▶ [TASK]: Find every line in the data below that contains the string "upper", and copy each one. Case matters.

-- START OF INFORMATION GIVEN --

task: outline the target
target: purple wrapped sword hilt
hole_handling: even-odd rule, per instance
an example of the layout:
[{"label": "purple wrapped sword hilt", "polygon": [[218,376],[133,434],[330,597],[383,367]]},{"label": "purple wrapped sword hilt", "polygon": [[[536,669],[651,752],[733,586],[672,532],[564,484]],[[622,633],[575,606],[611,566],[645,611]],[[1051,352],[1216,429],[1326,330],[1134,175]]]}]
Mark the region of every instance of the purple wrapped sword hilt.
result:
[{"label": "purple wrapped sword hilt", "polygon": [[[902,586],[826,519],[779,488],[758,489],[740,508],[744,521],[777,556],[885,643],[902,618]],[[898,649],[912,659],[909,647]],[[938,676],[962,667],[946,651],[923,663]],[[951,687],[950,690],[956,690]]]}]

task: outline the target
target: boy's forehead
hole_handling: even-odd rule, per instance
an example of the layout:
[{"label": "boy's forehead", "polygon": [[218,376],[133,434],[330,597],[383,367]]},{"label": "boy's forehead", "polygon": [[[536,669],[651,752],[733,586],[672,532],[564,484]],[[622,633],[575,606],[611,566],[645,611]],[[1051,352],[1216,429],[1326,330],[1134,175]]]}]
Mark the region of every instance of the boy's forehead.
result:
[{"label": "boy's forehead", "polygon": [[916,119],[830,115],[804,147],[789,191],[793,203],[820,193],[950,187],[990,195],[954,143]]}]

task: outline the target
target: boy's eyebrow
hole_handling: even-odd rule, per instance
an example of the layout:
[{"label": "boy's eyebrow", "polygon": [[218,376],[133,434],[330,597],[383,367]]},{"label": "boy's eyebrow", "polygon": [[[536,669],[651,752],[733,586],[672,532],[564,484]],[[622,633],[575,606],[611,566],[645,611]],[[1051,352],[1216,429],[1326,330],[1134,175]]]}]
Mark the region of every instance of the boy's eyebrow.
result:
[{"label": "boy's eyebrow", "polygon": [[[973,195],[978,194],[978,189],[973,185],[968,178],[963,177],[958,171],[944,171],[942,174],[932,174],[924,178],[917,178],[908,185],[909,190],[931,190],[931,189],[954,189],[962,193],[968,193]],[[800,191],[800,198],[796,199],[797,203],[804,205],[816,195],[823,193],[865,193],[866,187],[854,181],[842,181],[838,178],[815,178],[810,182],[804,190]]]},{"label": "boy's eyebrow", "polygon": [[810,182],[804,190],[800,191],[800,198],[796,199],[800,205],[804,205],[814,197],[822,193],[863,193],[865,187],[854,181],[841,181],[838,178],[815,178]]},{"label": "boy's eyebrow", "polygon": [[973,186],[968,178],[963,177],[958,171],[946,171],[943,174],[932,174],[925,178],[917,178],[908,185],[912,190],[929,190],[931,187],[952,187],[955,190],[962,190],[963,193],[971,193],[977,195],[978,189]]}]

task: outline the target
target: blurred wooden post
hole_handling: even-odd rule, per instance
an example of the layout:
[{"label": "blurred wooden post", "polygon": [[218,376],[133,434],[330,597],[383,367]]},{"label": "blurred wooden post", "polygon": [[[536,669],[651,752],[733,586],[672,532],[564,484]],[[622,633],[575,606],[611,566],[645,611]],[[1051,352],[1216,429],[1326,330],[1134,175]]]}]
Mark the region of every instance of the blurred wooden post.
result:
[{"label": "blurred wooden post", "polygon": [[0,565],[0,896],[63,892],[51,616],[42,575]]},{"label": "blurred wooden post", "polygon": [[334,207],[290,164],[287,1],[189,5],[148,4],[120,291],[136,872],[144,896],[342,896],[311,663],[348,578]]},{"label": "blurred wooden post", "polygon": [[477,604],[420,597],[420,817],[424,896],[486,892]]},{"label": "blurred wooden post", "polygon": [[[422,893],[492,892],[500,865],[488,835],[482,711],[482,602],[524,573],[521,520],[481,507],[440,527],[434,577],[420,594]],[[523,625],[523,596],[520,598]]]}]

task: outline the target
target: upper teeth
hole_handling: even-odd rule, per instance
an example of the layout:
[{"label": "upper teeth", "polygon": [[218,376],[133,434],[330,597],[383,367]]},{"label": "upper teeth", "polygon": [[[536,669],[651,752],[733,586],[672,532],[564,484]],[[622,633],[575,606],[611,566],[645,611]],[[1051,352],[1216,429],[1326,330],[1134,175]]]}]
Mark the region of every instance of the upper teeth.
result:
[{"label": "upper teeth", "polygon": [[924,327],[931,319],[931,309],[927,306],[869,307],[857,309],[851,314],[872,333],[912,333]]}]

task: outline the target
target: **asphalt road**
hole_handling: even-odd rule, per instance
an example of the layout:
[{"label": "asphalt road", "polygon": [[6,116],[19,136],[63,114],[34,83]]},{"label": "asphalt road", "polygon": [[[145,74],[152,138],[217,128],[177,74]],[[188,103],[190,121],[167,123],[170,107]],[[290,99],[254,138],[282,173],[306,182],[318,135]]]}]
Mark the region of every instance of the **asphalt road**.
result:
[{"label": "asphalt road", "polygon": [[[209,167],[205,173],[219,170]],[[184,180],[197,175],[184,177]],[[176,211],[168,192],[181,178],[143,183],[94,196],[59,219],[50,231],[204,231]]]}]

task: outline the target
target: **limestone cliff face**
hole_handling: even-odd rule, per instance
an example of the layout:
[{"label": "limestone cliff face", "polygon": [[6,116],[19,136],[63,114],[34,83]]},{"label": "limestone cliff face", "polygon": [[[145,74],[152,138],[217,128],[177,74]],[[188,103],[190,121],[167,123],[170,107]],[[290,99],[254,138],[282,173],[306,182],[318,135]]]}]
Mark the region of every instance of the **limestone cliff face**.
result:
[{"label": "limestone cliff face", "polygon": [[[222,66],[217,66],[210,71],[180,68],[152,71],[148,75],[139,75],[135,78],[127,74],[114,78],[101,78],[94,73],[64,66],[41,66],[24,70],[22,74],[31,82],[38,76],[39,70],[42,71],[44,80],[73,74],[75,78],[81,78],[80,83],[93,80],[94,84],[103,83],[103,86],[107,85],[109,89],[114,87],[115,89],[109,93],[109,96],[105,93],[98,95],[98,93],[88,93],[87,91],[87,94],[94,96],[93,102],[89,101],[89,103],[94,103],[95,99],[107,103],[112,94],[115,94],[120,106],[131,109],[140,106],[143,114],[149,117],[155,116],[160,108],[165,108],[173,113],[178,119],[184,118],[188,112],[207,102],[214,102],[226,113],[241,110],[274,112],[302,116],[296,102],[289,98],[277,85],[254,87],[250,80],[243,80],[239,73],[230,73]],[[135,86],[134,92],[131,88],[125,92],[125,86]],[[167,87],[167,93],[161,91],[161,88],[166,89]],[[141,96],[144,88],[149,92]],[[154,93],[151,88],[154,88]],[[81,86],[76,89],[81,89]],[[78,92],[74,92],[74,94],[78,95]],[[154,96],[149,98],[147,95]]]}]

-- END OF INFORMATION GIVEN --

▶ [EXERCISE OUTPUT]:
target: upper teeth
[{"label": "upper teeth", "polygon": [[218,376],[133,434],[330,597],[383,367]]},{"label": "upper teeth", "polygon": [[[536,669],[651,752],[733,586],[672,532],[564,484]],[[622,633],[575,606],[611,566],[645,611]],[[1051,352],[1216,429],[1326,330],[1134,175]]]}]
Mark the region of every instance of the upper teeth.
[{"label": "upper teeth", "polygon": [[924,327],[931,319],[931,309],[927,306],[869,307],[857,309],[851,314],[872,333],[912,333]]}]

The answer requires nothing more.